EXCERPT PROVIDED ▸

The aging of the BWCA visitor


(Photo: U.S. Forest Service)

Is it a problem that the average age of a visitor to the Boundary Waters Canoe Area Wilderness is approaching twice that of the average age in the 1960s?

That’s a question arising from the release of a study of BWCA use today by the U.S. Forest Service.

A 1969 survey found the average age of a visitor to the wilderness was 26. That increased to 36 in 1991 and 45 in the latest survey, based on data obtained in 2007.

More troubling, perhaps, is that people who have only a high school education don’t visit the BWCA much. Ninety-three percent of visitors have some college, have graduated from college, or have advanced degrees. That compares to 49 percent in the 1969 survey.

Nearly three-quarters of surveyed overnight visitors in 2007 were male, the survey says. “While this number is high, it has not increased significantly. The proportion of females appears to have remained stable at the BWCAW over time, with fluctuation over the past 40 years remaining between 25 and 30 percent of the overnight visitors,” it said.

People visiting the BWCA saw, on average, about four other groups per day in the wilderness. In the 1991 survey visitors felt the BWCA was “crowded” in at least a few places “Visitors in 1991 were also more likely to find it unpleasant to meet more than two paddle groups per day and increasing encounters affected them more negatively than 1969 visitors,” the previous survey indicated.

Entries excerpted from a collection ▸

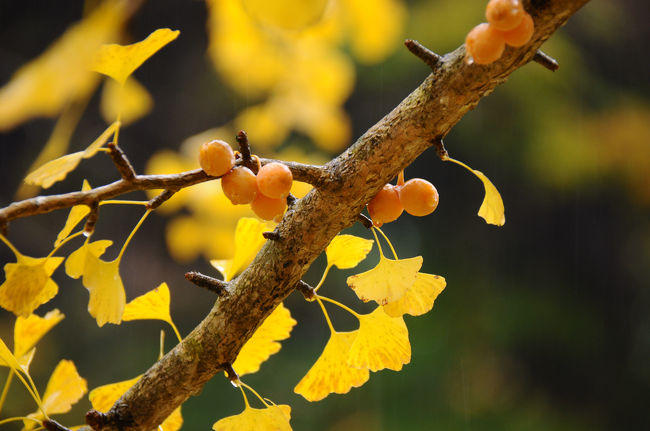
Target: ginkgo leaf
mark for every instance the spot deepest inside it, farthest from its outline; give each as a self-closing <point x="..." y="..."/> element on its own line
<point x="386" y="282"/>
<point x="130" y="101"/>
<point x="152" y="305"/>
<point x="271" y="418"/>
<point x="102" y="279"/>
<point x="28" y="284"/>
<point x="264" y="341"/>
<point x="103" y="397"/>
<point x="75" y="263"/>
<point x="77" y="213"/>
<point x="248" y="241"/>
<point x="29" y="330"/>
<point x="119" y="61"/>
<point x="107" y="296"/>
<point x="57" y="169"/>
<point x="419" y="298"/>
<point x="492" y="209"/>
<point x="382" y="343"/>
<point x="64" y="388"/>
<point x="346" y="251"/>
<point x="331" y="372"/>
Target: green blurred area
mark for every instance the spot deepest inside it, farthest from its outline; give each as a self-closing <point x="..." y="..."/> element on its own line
<point x="544" y="324"/>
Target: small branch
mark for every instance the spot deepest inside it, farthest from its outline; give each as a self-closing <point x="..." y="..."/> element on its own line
<point x="244" y="147"/>
<point x="214" y="285"/>
<point x="439" y="145"/>
<point x="121" y="162"/>
<point x="546" y="60"/>
<point x="364" y="220"/>
<point x="92" y="218"/>
<point x="423" y="53"/>
<point x="272" y="236"/>
<point x="160" y="199"/>
<point x="51" y="425"/>
<point x="307" y="291"/>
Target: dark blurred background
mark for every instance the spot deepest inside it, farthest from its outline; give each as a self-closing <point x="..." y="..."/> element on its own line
<point x="544" y="324"/>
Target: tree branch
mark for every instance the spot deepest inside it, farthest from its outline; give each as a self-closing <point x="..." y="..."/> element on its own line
<point x="343" y="188"/>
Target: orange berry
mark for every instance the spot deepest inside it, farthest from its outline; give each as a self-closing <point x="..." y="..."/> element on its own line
<point x="484" y="44"/>
<point x="268" y="208"/>
<point x="274" y="180"/>
<point x="216" y="157"/>
<point x="504" y="15"/>
<point x="419" y="197"/>
<point x="239" y="185"/>
<point x="521" y="34"/>
<point x="385" y="206"/>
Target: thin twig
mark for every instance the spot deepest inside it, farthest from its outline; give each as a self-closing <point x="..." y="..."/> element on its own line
<point x="423" y="53"/>
<point x="315" y="175"/>
<point x="210" y="283"/>
<point x="364" y="220"/>
<point x="160" y="199"/>
<point x="92" y="218"/>
<point x="307" y="291"/>
<point x="273" y="236"/>
<point x="121" y="162"/>
<point x="546" y="60"/>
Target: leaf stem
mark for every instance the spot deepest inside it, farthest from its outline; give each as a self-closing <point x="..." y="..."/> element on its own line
<point x="135" y="229"/>
<point x="322" y="279"/>
<point x="343" y="306"/>
<point x="10" y="245"/>
<point x="388" y="241"/>
<point x="5" y="389"/>
<point x="327" y="316"/>
<point x="254" y="392"/>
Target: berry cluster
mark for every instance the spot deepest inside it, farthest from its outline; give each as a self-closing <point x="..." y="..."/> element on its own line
<point x="417" y="197"/>
<point x="508" y="23"/>
<point x="266" y="192"/>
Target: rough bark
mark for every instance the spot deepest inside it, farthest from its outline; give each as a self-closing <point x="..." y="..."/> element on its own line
<point x="352" y="179"/>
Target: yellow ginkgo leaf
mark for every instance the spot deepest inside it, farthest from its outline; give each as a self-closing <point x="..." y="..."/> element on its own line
<point x="58" y="169"/>
<point x="152" y="305"/>
<point x="419" y="298"/>
<point x="107" y="296"/>
<point x="383" y="342"/>
<point x="276" y="13"/>
<point x="346" y="251"/>
<point x="492" y="209"/>
<point x="64" y="388"/>
<point x="331" y="372"/>
<point x="130" y="102"/>
<point x="102" y="399"/>
<point x="75" y="263"/>
<point x="28" y="284"/>
<point x="248" y="241"/>
<point x="29" y="330"/>
<point x="119" y="61"/>
<point x="264" y="341"/>
<point x="77" y="213"/>
<point x="271" y="418"/>
<point x="386" y="282"/>
<point x="102" y="279"/>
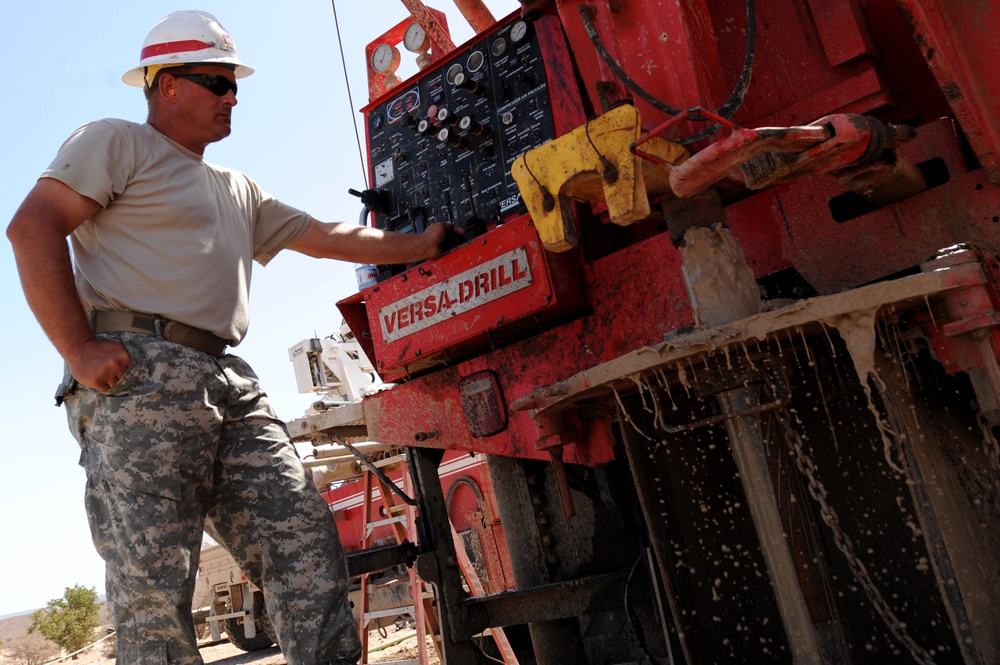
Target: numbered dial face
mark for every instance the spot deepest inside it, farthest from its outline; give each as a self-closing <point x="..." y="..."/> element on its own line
<point x="519" y="31"/>
<point x="385" y="58"/>
<point x="415" y="38"/>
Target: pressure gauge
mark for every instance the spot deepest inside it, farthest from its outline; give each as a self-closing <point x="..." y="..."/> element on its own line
<point x="415" y="38"/>
<point x="385" y="58"/>
<point x="519" y="31"/>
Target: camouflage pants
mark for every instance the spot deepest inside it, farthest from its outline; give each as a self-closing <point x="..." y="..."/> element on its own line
<point x="186" y="442"/>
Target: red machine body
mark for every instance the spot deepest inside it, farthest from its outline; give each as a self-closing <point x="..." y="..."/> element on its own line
<point x="857" y="141"/>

WRITTEN TASK 1 ▸
In the article on aging BWCA visitors, what was the average visitor age in the 1969 survey?
WRITTEN TASK 2 ▸
Copy the article on aging BWCA visitors from "(Photo: U.S. Forest" up to and including "the 1969 survey.".
WRITTEN TASK 3 ▸
Carry the article on aging BWCA visitors forward past its final sentence.
These entries were drawn from a separate source.

RIGHT ANSWER 1 ▸
26

RIGHT ANSWER 2 ▸
(Photo: U.S. Forest Service)

Is it a problem that the average age of a visitor to the Boundary Waters Canoe Area Wilderness is approaching twice that of the average age in the 1960s?

That’s a question arising from the release of a study of BWCA use today by the U.S. Forest Service.

A 1969 survey found the average age of a visitor to the wilderness was 26. That increased to 36 in 1991 and 45 in the latest survey, based on data obtained in 2007.

More troubling, perhaps, is that people who have only a high school education don’t visit the BWCA much. Ninety-three percent of visitors have some college, have graduated from college, or have advanced degrees. That compares to 49 percent in the 1969 survey.

RIGHT ANSWER 3 ▸
But maybe we’re more tolerant of “crowds” now.

A significant change in response to this question was found, with fewer than 40% saying they did not experience crowded conditions in 2007, decreasing from 44% in 1991 and from 72% in 1969. Over half felt it was crowded in at least a few places in 2007, a big change from 1969 when only 24% reported crowding in at least a few places. Consistently, fewer than 10%

in all three studies reporting crowding in most places they visited on their trips, though it went up from 2% in 1969 to 9% in 2007. Of the individuals who felt it was crowded at least in some places in 2007, 81% were either a little or moderately bothered by the amount of people (compared to 56% in 1991 and 84% in 1969). Only 12% were bothered a lot in 2007. Only 2% reported in 2007 that they changed the length of their trip due to crowding, while 17% changed the route of their trip. Finally, 28% of all overnight visitors in 2007 reported crowding would affect their plans to visit the BWCAW.

The latest survey also shows the changing nature of Minnesota and the U.S. Visitors today are half as likely to have grown up on a farm, “much more likely to have grown up in a major city or metro area and are also more likely to live in a major city or metro area of over 1 million people,” it said.

The most common complaint about the BWCA is litter and the difficulty of obtaining a day use permit.

Here’s the entire report.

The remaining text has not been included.